● **TEKSTFRAGMENT**:
Geloven Leren

Opinie en tools voor wie begaan is met het katholieke geloof


Apostolische armoede

256. Vrijdag na de Zevende Zondag na Pinksteren

„Wees niet bezorgd, klein kuddeke, want het heeft uw Vader behaagd u het koninkrijk te geven. Verkoopt uw bezittingen en geeft er aalmoezen van. Schaft u beurzen aan die niet slijten, een onuitputtelijke schat in de hemel, waar geen dief bij kan komen en waar geen mot hem wegvreet. Want waar uw schat is, daar is ook uw hart” ( Lk. 12, 32-34 ). Wij lezen deze woorden meermaals op de feestdagen van de heilige belijders. Jezus sprak aldus tot zijn leerlingen, tot degenen die niet alleen in Hem geloofden maar Hem ook wilden volgen. De heiligen hebben deze woorden in beoefening gebracht, naar de geest en dikwijls ook naar de letter. De apostelen zelf leefden naar deze normen. Toen Jezus hen voor het eerst uitzond, „gebood Hij hun niets mee te nemen voor onderweg dan alleen een staf; geen brood, geen reiszak, geen geld in de gordel …” ( Mk. 6, 8 ). „Als gij eenmaal ergens een huis zijt binnengegaan, blijft daar dan totdat gij die plaats verlaat” : de apostelen hadden recht op gastvrijheid, maar zij mochten niet van hun zending profiteren om zich achtereenvolgens door alle notabelen te laten onthalen.

● **GETOONDE GEGEVENS**:
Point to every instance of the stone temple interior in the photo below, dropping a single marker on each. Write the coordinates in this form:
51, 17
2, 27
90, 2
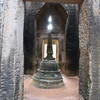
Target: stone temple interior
49, 49
61, 22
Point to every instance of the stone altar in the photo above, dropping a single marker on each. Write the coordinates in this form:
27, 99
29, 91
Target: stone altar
48, 75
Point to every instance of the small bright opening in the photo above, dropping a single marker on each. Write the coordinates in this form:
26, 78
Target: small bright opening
50, 19
54, 50
50, 27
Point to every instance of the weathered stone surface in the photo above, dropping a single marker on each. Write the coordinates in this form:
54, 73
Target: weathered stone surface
11, 49
72, 44
90, 50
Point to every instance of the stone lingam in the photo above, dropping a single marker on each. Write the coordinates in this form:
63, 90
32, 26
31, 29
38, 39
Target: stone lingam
48, 75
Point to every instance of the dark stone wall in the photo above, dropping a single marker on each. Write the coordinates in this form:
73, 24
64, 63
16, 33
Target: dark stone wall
11, 49
72, 38
90, 50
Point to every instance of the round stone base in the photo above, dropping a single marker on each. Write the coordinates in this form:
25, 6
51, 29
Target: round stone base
48, 80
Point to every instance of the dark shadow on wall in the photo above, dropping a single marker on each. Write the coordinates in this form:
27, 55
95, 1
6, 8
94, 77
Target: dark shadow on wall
72, 43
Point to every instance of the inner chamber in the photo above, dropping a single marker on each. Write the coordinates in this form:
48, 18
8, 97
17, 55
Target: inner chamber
54, 19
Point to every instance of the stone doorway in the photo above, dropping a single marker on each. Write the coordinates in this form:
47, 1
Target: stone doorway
11, 50
59, 40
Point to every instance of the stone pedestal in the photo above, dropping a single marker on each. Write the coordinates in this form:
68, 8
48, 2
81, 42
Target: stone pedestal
48, 75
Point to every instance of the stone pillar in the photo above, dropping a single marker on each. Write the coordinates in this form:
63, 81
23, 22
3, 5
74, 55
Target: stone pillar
90, 50
11, 49
94, 22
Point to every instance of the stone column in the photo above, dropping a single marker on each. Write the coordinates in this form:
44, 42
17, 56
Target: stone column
94, 53
90, 50
11, 49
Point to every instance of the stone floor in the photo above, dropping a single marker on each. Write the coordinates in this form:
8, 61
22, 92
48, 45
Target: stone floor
70, 91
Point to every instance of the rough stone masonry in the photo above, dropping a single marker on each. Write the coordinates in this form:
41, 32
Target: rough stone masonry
11, 49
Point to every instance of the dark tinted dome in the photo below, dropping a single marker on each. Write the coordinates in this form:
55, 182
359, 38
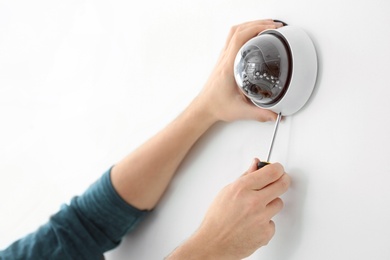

● **OPDRACHT A**: Wat mochten de apostelen volgens de tekst over apostolische armoede meenemen toen Jezus hen voor het eerst uitzond?
● **OPDRACHT B**: Som alles op wat de apostelen volgens de tekst over apostolische armoede niet mochten meenemen voor onderweg.
● **OPDRACHT C**: Maak de tekst over apostolische armoede verder af, te beginnen na de laatste zin.
De gegevens komen uit een andere bron.

● **UITWERKING A**: Alleen een staf.

● **UITWERKING B**: Brood, een reiszak en geld in de gordel.

● **UITWERKING C**:
1. Deze vermaningen van de Heer betekenen op de eerste plaats, dat Hij van zijn apostelen en van allen die hun werk voortzetten, een zeer grote onthechting vraagt. Want wij mogen geen slaven van de letter zijn en niet menen dat deze woorden van Jezus ons niets meer te zeggen hebben, omdat wij leven in andere verhoudingen. Het gaat niet om de staf en de sandalen, het gaat om de geest van onthechting die de apostelen in alle tijden en in alle omstandigheden moet bezielen, om die volkomen vrijheid ten opzichte van bezit en comfort die Jezus' leerlingen kenmerkt. En het is, gezien de menselijke natuur, uitgesloten dat deze geest bestaat, indien hij zich niet uit in het stoffelijke. De wijze waarop armoede en onthechting worden beoefend, kan verschillend zijn, zonder werkelijke ontbering en werkelijke versterving wordt deze innerlijke vrijheid door de mens (die geen engel is) niet veroverd.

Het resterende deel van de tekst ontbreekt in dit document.